**Extrait fourni**
Depuis une dizaine de jours, ce ne sont plus la silhouette de l’Etna et les coupoles de Catane qui apparaissent dans les hublots de l’Aquarius, mais les viaducs de Marseille et les collines de Pagnol. Mis à part le paysage, rien n’a changé… du moins sur l’Aquarius. Il en va bien autrement en Méditerranée centrale. Désormais, aucun port sûr n’est accessible pour débarquer les rescapés à distance raisonnable. Pire, la zone de sauvetage dans les eaux internationales, qui jusqu’au 30 juin était sous la coordination des autorités maritimes italiennes, vient de passer sous autorité libyenne alors même que le pays est toujours livré au chaos que les naufragés tentent à tout prix de fuir. Dans ces conditions, le départ de l’Aquarius a été retardé le temps de préparer son retour en mer, dans un contexte de nouveau rétrécissement de l’espace humanitaire. (Voir le communiqué du 30 juin 2018)

**Travail à faire**
A. Répondez à ces questions sur l'extrait :
(i) Que voit-on maintenant par les hublots de l'Aquarius ?
(ii) Jusqu'à quelle date la zone de sauvetage dans les eaux internationales était-elle coordonnée par les autorités maritimes italiennes ?
(iii) Sous quelle autorité cette zone vient-elle de passer ?
B. Recopiez le passage de l'extrait compris entre « Depuis une dizaine » et « 30 juin 2018) », bornes comprises.

**Données fournies**
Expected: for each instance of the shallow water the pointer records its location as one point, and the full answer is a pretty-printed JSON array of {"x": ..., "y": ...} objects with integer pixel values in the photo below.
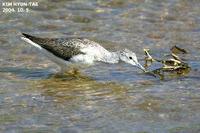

**Résultats par tâche**
A.
(i) Les viaducs de Marseille et les collines de Pagnol.
(ii) Jusqu'au 30 juin.
(iii) Sous autorité libyenne.

B.
Depuis une dizaine de jours, ce ne sont plus la silhouette de l’Etna et les coupoles de Catane qui apparaissent dans les hublots de l’Aquarius, mais les viaducs de Marseille et les collines de Pagnol. Mis à part le paysage, rien n’a changé… du moins sur l’Aquarius. Il en va bien autrement en Méditerranée centrale. Désormais, aucun port sûr n’est accessible pour débarquer les rescapés à distance raisonnable. Pire, la zone de sauvetage dans les eaux internationales, qui jusqu’au 30 juin était sous la coordination des autorités maritimes italiennes, vient de passer sous autorité libyenne alors même que le pays est toujours livré au chaos que les naufragés tentent à tout prix de fuir. Dans ces conditions, le départ de l’Aquarius a été retardé le temps de préparer son retour en mer, dans un contexte de nouveau rétrécissement de l’espace humanitaire. (Voir le communiqué du 30 juin 2018)